Excerpts from segmentation records
——
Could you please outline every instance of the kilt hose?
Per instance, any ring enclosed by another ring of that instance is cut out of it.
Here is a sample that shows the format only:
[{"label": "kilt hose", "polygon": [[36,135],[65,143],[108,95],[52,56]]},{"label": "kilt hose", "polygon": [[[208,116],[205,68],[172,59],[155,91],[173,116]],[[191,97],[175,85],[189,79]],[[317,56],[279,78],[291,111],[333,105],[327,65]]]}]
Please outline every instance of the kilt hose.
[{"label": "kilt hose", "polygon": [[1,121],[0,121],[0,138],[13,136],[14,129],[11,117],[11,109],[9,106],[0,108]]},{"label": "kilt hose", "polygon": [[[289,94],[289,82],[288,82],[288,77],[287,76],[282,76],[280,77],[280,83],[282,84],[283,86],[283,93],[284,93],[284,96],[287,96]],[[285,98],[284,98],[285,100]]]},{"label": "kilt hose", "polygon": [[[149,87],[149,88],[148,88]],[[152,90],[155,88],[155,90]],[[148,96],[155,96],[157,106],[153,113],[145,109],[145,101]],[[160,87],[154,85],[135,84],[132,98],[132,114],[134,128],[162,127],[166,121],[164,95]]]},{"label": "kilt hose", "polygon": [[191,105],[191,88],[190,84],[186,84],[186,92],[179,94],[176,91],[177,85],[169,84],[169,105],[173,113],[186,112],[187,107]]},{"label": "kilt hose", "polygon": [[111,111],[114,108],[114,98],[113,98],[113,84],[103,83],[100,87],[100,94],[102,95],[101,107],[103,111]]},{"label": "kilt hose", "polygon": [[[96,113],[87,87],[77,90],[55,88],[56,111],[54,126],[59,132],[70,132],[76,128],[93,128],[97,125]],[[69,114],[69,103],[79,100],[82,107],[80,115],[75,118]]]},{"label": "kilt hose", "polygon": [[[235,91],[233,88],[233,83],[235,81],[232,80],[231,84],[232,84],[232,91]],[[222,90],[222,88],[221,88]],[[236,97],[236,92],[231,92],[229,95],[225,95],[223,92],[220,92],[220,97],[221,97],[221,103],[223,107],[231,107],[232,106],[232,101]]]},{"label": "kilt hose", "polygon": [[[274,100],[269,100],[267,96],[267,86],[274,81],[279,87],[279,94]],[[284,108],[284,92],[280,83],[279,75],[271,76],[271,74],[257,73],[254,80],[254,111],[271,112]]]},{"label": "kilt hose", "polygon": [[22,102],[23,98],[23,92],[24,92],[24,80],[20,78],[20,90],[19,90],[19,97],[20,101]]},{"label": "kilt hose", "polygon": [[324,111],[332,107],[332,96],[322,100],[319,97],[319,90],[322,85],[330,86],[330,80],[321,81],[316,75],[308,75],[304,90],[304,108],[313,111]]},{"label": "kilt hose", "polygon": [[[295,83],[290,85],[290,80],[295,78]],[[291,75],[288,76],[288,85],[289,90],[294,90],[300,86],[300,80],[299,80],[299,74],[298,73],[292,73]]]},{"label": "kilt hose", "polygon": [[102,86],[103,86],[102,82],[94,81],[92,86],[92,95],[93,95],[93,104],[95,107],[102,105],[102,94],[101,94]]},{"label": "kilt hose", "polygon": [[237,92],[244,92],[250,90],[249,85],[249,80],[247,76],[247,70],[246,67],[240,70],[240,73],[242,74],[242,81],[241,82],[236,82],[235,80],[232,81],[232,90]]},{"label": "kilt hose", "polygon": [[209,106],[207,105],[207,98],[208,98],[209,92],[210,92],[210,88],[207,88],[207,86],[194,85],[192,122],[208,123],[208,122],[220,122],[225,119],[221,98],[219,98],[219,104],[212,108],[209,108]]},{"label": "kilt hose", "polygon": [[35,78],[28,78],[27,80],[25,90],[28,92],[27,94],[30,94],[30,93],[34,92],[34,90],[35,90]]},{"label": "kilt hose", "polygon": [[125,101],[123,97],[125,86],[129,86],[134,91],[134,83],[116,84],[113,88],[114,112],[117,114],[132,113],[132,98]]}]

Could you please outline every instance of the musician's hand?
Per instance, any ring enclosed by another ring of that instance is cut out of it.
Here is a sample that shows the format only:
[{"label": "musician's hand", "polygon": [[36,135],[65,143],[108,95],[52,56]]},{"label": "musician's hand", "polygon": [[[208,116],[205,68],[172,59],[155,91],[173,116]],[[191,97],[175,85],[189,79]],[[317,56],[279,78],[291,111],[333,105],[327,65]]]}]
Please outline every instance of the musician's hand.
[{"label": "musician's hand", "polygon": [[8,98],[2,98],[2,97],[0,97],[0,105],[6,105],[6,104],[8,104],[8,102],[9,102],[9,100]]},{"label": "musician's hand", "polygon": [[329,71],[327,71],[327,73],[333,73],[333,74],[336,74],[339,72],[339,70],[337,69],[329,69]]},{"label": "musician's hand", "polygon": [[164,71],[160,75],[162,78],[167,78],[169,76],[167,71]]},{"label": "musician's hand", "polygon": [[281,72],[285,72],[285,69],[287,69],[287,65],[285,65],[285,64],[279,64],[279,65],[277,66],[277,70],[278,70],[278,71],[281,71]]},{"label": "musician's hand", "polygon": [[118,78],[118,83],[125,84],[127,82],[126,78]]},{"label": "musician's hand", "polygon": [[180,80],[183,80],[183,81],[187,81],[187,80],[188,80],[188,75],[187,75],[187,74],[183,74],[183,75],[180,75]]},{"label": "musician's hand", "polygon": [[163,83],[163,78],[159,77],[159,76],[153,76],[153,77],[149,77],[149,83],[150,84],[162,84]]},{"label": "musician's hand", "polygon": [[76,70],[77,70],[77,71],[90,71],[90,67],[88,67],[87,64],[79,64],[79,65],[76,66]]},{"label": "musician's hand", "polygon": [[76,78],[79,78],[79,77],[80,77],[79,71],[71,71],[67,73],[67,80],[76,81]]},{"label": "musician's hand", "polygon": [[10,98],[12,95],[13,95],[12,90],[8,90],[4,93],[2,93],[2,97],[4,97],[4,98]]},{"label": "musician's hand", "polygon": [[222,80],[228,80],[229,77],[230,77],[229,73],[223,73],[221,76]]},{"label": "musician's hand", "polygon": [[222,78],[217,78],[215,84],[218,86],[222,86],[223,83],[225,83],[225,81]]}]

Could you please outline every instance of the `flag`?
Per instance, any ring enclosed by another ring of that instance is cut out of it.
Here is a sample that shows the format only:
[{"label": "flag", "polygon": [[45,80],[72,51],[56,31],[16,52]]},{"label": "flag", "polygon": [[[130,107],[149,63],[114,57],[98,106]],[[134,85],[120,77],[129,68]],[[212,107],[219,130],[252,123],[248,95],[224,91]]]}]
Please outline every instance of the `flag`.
——
→ **EXERCISE INSTRUCTIONS**
Pull every line of the entries above and reproduce each one without any change.

→ **TASK OUTPUT**
Could you please outline every instance of the kilt hose?
Per instance, any ring enclosed by another ring of that instance is cut out of it.
Here is a sample that shows the format only:
[{"label": "kilt hose", "polygon": [[36,135],[65,143],[108,95],[52,56]]},{"label": "kilt hose", "polygon": [[[208,116],[205,68],[172,59],[155,91],[173,116]],[[191,97],[175,85],[189,79]],[[317,56],[279,78],[291,111],[333,105],[327,65]]]}]
Please outline every instance of the kilt hose.
[{"label": "kilt hose", "polygon": [[1,121],[0,121],[0,138],[13,136],[14,129],[11,117],[11,109],[9,106],[0,108]]},{"label": "kilt hose", "polygon": [[[289,94],[289,82],[288,82],[288,77],[287,76],[282,76],[280,77],[280,83],[282,84],[283,86],[283,93],[284,93],[284,96],[287,96]],[[285,98],[284,98],[285,100]]]},{"label": "kilt hose", "polygon": [[[149,87],[149,88],[148,88]],[[152,90],[155,88],[155,90]],[[148,96],[155,96],[157,106],[153,113],[145,109],[145,101]],[[160,87],[154,85],[135,84],[132,98],[132,114],[134,128],[162,127],[166,121],[164,95]]]},{"label": "kilt hose", "polygon": [[191,105],[191,88],[190,84],[186,84],[186,92],[179,94],[176,91],[177,85],[169,84],[169,105],[173,113],[186,112],[187,107]]},{"label": "kilt hose", "polygon": [[111,111],[114,108],[114,98],[113,98],[113,84],[103,83],[100,87],[100,94],[102,95],[101,107],[103,111]]},{"label": "kilt hose", "polygon": [[[96,113],[87,87],[77,90],[55,88],[56,111],[54,126],[59,132],[70,132],[76,128],[93,128],[97,125]],[[69,114],[69,103],[79,100],[82,107],[80,115],[75,118]]]},{"label": "kilt hose", "polygon": [[[235,91],[233,88],[233,83],[235,81],[232,80],[231,84],[232,84],[232,91]],[[222,90],[222,88],[221,88]],[[236,97],[236,92],[231,92],[229,95],[225,95],[223,92],[220,92],[220,97],[221,97],[221,103],[223,107],[231,107],[232,106],[232,101]]]},{"label": "kilt hose", "polygon": [[[274,100],[269,100],[267,96],[267,86],[274,81],[279,87],[279,94]],[[284,108],[284,92],[280,83],[279,75],[271,76],[271,74],[257,73],[254,80],[254,111],[271,112]]]},{"label": "kilt hose", "polygon": [[22,102],[23,98],[23,92],[24,92],[24,80],[20,78],[20,90],[19,90],[19,97],[20,101]]},{"label": "kilt hose", "polygon": [[324,111],[332,107],[332,96],[322,100],[319,97],[319,90],[322,85],[330,86],[330,80],[321,81],[316,75],[308,75],[304,90],[304,108],[313,111]]},{"label": "kilt hose", "polygon": [[[295,83],[290,85],[290,80],[295,78]],[[291,75],[288,76],[288,85],[289,90],[294,90],[300,86],[300,80],[299,80],[299,74],[298,73],[292,73]]]},{"label": "kilt hose", "polygon": [[102,86],[103,86],[102,82],[94,81],[92,86],[92,95],[93,95],[93,104],[95,107],[102,105],[102,94],[101,94]]},{"label": "kilt hose", "polygon": [[237,92],[244,92],[250,90],[249,85],[249,80],[247,76],[247,70],[246,67],[240,70],[240,73],[242,74],[242,81],[241,82],[236,82],[235,80],[232,81],[232,90]]},{"label": "kilt hose", "polygon": [[209,106],[207,105],[207,98],[208,98],[209,92],[210,92],[210,88],[207,88],[207,86],[194,85],[192,122],[208,123],[208,122],[220,122],[225,119],[221,98],[219,98],[219,104],[212,108],[209,108]]},{"label": "kilt hose", "polygon": [[35,78],[28,78],[27,80],[25,90],[28,92],[27,94],[30,94],[30,93],[34,92],[34,90],[35,90]]},{"label": "kilt hose", "polygon": [[125,101],[123,97],[125,86],[129,86],[134,91],[134,83],[116,84],[113,88],[114,112],[117,114],[132,113],[132,98]]}]

Could you please outline every instance of the musician's hand?
Per instance, any ring enclosed by another ring of that instance is cut out of it.
Here is a sample that shows the format only:
[{"label": "musician's hand", "polygon": [[36,135],[65,143],[108,95],[52,56]]},{"label": "musician's hand", "polygon": [[[208,116],[205,68],[172,59],[155,91],[173,116]],[[191,97],[175,85],[189,79]],[[317,56],[279,78],[291,111],[333,105],[327,65]]]}]
Please outline every instance of the musician's hand.
[{"label": "musician's hand", "polygon": [[8,98],[2,98],[2,97],[0,97],[0,105],[6,105],[6,104],[8,104],[8,102],[9,102],[9,100]]},{"label": "musician's hand", "polygon": [[329,71],[327,71],[327,73],[333,73],[333,74],[336,74],[339,72],[339,70],[337,69],[329,69]]},{"label": "musician's hand", "polygon": [[164,71],[160,75],[162,78],[167,78],[169,76],[167,71]]},{"label": "musician's hand", "polygon": [[281,72],[285,72],[285,69],[287,69],[287,65],[285,65],[285,64],[279,64],[279,65],[277,66],[277,70],[278,70],[278,71],[281,71]]},{"label": "musician's hand", "polygon": [[118,78],[118,83],[125,84],[127,82],[126,78]]},{"label": "musician's hand", "polygon": [[180,80],[183,80],[183,81],[187,81],[187,80],[188,80],[188,75],[187,75],[187,74],[183,74],[183,75],[180,75]]},{"label": "musician's hand", "polygon": [[163,83],[163,78],[159,77],[159,76],[153,76],[153,77],[149,77],[149,83],[150,84],[162,84]]},{"label": "musician's hand", "polygon": [[76,70],[77,70],[77,71],[90,71],[90,67],[88,67],[87,64],[79,64],[79,65],[76,66]]},{"label": "musician's hand", "polygon": [[76,78],[79,78],[79,77],[80,77],[79,71],[71,71],[67,73],[67,80],[76,81]]},{"label": "musician's hand", "polygon": [[10,98],[12,95],[13,95],[12,90],[8,90],[4,93],[2,93],[2,97],[4,97],[4,98]]},{"label": "musician's hand", "polygon": [[222,80],[228,80],[229,77],[230,77],[229,73],[223,73],[221,76]]},{"label": "musician's hand", "polygon": [[222,78],[217,78],[215,84],[218,86],[222,86],[223,83],[225,83],[225,81]]}]

Could you please outline every instance of the `flag`?
Per instance, any ring enclosed by another ring of that instance is cut out of it.
Here is a sample that shows the format only:
[{"label": "flag", "polygon": [[45,80],[72,51],[56,31],[16,52]]},{"label": "flag", "polygon": [[[130,107],[149,63],[114,57],[98,106]],[[134,85],[120,77],[129,68]],[[212,107],[219,130],[252,123],[248,95],[224,91]]]}]
Please outline every instance of the `flag`.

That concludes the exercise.